Data records:
┄┄┄┄┄┄┄┄┄┄┄┄┄┄┄┄┄┄┄┄

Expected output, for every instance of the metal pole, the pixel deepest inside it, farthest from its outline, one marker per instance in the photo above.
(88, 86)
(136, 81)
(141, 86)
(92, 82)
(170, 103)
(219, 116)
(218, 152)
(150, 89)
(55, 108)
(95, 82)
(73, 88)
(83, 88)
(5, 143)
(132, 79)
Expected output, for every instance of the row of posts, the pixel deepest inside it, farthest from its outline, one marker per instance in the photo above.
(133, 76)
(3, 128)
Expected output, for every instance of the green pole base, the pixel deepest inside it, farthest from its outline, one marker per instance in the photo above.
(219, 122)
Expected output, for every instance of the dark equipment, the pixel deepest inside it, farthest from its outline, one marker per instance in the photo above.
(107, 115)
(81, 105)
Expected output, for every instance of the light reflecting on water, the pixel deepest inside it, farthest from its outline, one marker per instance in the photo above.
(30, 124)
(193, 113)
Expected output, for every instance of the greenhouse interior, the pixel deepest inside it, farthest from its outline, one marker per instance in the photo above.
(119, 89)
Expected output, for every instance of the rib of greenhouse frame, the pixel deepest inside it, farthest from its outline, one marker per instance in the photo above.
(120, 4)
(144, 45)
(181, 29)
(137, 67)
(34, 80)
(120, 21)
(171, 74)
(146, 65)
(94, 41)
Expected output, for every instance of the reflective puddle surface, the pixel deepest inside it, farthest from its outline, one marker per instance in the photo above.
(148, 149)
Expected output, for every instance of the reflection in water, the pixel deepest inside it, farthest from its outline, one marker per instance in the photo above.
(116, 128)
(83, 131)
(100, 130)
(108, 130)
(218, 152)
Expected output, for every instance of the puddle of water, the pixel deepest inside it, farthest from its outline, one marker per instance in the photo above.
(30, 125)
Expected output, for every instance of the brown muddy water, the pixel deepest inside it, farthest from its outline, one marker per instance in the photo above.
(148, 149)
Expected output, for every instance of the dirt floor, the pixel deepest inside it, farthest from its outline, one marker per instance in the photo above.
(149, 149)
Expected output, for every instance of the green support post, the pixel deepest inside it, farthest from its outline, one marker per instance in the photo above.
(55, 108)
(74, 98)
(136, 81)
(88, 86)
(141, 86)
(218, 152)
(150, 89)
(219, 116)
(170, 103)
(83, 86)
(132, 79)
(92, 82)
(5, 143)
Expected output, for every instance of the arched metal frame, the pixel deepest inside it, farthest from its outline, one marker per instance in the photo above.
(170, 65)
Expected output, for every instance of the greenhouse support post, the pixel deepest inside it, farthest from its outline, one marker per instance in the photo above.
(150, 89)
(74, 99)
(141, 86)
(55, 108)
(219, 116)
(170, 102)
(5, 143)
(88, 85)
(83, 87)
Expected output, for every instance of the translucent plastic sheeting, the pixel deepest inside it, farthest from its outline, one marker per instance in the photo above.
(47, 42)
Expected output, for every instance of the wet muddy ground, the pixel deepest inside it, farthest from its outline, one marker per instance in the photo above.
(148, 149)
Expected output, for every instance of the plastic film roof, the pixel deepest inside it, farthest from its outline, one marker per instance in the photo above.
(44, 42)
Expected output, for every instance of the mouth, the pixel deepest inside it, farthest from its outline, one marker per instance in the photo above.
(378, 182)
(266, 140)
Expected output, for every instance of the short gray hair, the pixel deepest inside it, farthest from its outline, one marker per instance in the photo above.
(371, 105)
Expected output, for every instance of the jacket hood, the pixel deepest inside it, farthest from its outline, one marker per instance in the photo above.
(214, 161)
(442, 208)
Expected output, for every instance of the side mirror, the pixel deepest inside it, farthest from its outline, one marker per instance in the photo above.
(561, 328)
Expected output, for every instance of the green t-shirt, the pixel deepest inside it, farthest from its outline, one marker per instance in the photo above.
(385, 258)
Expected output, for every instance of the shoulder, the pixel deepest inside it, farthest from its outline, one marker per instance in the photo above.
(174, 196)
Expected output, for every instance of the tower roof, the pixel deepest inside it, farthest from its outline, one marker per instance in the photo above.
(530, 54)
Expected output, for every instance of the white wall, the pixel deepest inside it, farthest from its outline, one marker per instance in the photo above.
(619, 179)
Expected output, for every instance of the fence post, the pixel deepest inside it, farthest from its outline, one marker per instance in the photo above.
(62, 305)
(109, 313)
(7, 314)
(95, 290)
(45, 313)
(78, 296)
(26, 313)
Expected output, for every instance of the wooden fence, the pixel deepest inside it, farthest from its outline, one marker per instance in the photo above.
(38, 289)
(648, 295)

┄┄┄┄┄┄┄┄┄┄┄┄┄┄┄┄┄┄┄┄

Write all the records out again. Nothing may differ from the original.

Expected output, for every instance of the metal pole, the pixel deepest inside it, farthest from its outline, one marker per instance in the photo above.
(88, 86)
(136, 81)
(141, 86)
(92, 82)
(170, 103)
(219, 116)
(218, 152)
(150, 89)
(55, 108)
(95, 82)
(73, 88)
(83, 88)
(5, 143)
(132, 79)
Expected output, for every instance of the row of posts, the pixel deepest inside it, farthest from its outline, one marker per instance in the photo above.
(133, 76)
(3, 128)
Expected output, for every instance of the green pole base, the pixel deepest inside it, farthest from its outline, one marker per instance in the photo above.
(219, 122)
Expected output, for every instance of the dark equipment, the pixel deepest inside it, farthest from its outline, one marker per instance in the photo above.
(107, 115)
(81, 105)
Expected output, for every instance of the light reflecting on water, the pixel deepest inside it, farthest from its outline, one marker per instance in the photo above.
(30, 124)
(193, 113)
Expected output, for every instance of the greenhouse interior, the pixel deepest inside it, farthest from its outline, one marker per instance in the photo above.
(119, 89)
Expected output, for every instance of the rib of greenhouse frame, the pixel deepest inside it, farthest from its outline, one marker per instance in the photo above.
(120, 4)
(144, 45)
(181, 29)
(137, 67)
(34, 80)
(120, 21)
(171, 74)
(146, 65)
(94, 41)
Expected output, for every instance of the reflective puddle surface, the pixel deepest inside it, farthest from its outline, one marker per instance in the photo above.
(148, 149)
Expected output, for every instance of the reflection in water, the pixel deepest inside it, farthest from its outline, one marker per instance in the photo above.
(116, 128)
(83, 131)
(100, 130)
(108, 130)
(218, 152)
Expected output, for every instance of the puddle of water, the pixel deepest inside it, farthest from its outline, one marker per instance in the photo above.
(30, 125)
Expected output, for every instance of the brown muddy water, the pixel deepest inside it, farthest from its outline, one marker per instance in the photo above.
(148, 149)
Expected output, for every instance of the dirt floor, the pixel deepest inside it, farthest from its outline, one marker per instance in the photo above.
(149, 149)
Expected output, for every instance of the green support post, the pixel deepest inside it, farthest from its outline, one marker per instance in the photo above.
(55, 108)
(74, 98)
(136, 81)
(88, 86)
(141, 86)
(218, 152)
(150, 89)
(219, 116)
(170, 103)
(83, 86)
(132, 79)
(92, 82)
(5, 143)
Expected output, for every instance of the arched metal frame, the pixel deepest inside it, farthest from its outline, one marker per instance in the photo above.
(170, 65)
Expected output, for every instance of the greenhouse support post, the pixel deepest inside it, farthest from its outline, one marker per instance in the photo above.
(150, 89)
(74, 99)
(141, 86)
(55, 108)
(219, 116)
(170, 102)
(5, 143)
(88, 85)
(83, 87)
Expected output, for every instance of the translucent plastic sheeting, the pixel deepest inside it, farthest from its outline, one marker per instance in the photo above.
(47, 42)
Expected output, for every instance of the wet muddy ground, the pixel deepest inside it, farthest from its outline, one marker per instance in the photo above.
(148, 149)
Expected output, for every instance of the plastic film roof, the pixel deepest inside it, farthest from its outline, one marker per instance in the photo above.
(44, 42)
Expected output, for every instance of the mouth, the pixel deepest inside it, farthest from its outline, one marker per instance in the photo above.
(378, 182)
(266, 140)
Expected output, for every instance of the short gray hair, the pixel deepest inside it, farthest from its outline, one marker per instance in the photo above.
(371, 105)
Expected output, for every instance of the jacket hood, the pixel deepest inside it, farthest from its outline, one marker per instance in the photo above.
(214, 161)
(442, 208)
Expected output, for every instance of the side mirror, the pixel deepest inside it, farthest from its outline, one marker per instance in the photo above.
(561, 328)
Expected output, for every instance of the green t-shirt, the pixel deepest inside it, farthest from its outline, one marker per instance in the photo above.
(385, 258)
Expected output, for every instance of the shoulder, the pixel deepest inside it, farthest from its outline, one marker per instance in the photo above.
(174, 196)
Expected output, for every instance of the tower roof, the pixel deepest inside it, farthest from its outline, one marker per instance in the photo above.
(530, 54)
Expected output, for every instance of the white wall, the pixel deepest inside it, farthest from its outline, one marker per instance in the photo above.
(619, 179)
Expected output, for every instance of the fence post, the pixel deepest inside it, farthest from its outline, one marker per instance in the photo above.
(62, 305)
(109, 313)
(7, 314)
(95, 290)
(45, 313)
(78, 296)
(26, 313)
Expected output, for every instance of the wooden fence, the pixel deepest inside it, farthest from its outline, one marker per instance in the photo above.
(38, 289)
(648, 295)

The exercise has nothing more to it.